**EXERCISE**
Search the records for "blurred" and copy each line that holds it.

**MATERIAL FOR THE TASK**
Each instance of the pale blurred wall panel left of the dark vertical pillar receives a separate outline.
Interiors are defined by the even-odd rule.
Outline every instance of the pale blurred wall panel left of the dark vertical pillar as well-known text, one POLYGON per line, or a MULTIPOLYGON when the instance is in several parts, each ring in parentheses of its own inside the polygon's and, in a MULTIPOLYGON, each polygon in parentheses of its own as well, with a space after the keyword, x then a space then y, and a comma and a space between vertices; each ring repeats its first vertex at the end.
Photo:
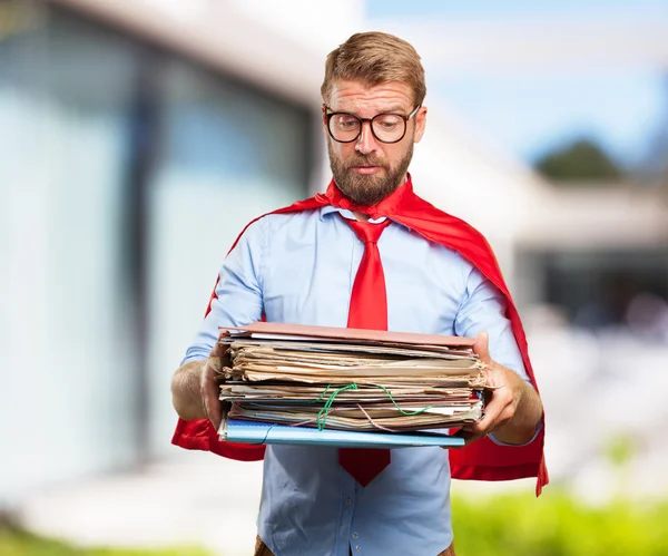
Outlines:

**TASK SOLUTION**
Each instance of the pale blurred wall panel left of the dark vertical pillar receives a separate outline.
Outline every instance of the pale blurred wall panel left of the dark vertical pillar as well-known text, one POLYGON per line, or a MULTIPOLYGON when the instance is in several parts, each ring in parentheses of its own inside the polygon's and, in a MULTIPOLYGON, each polygon in parentheses of its own as well, with a space after the keyword, x then a space then y, and a comma and a space between vertices; each ring repeats its first vertex at the end.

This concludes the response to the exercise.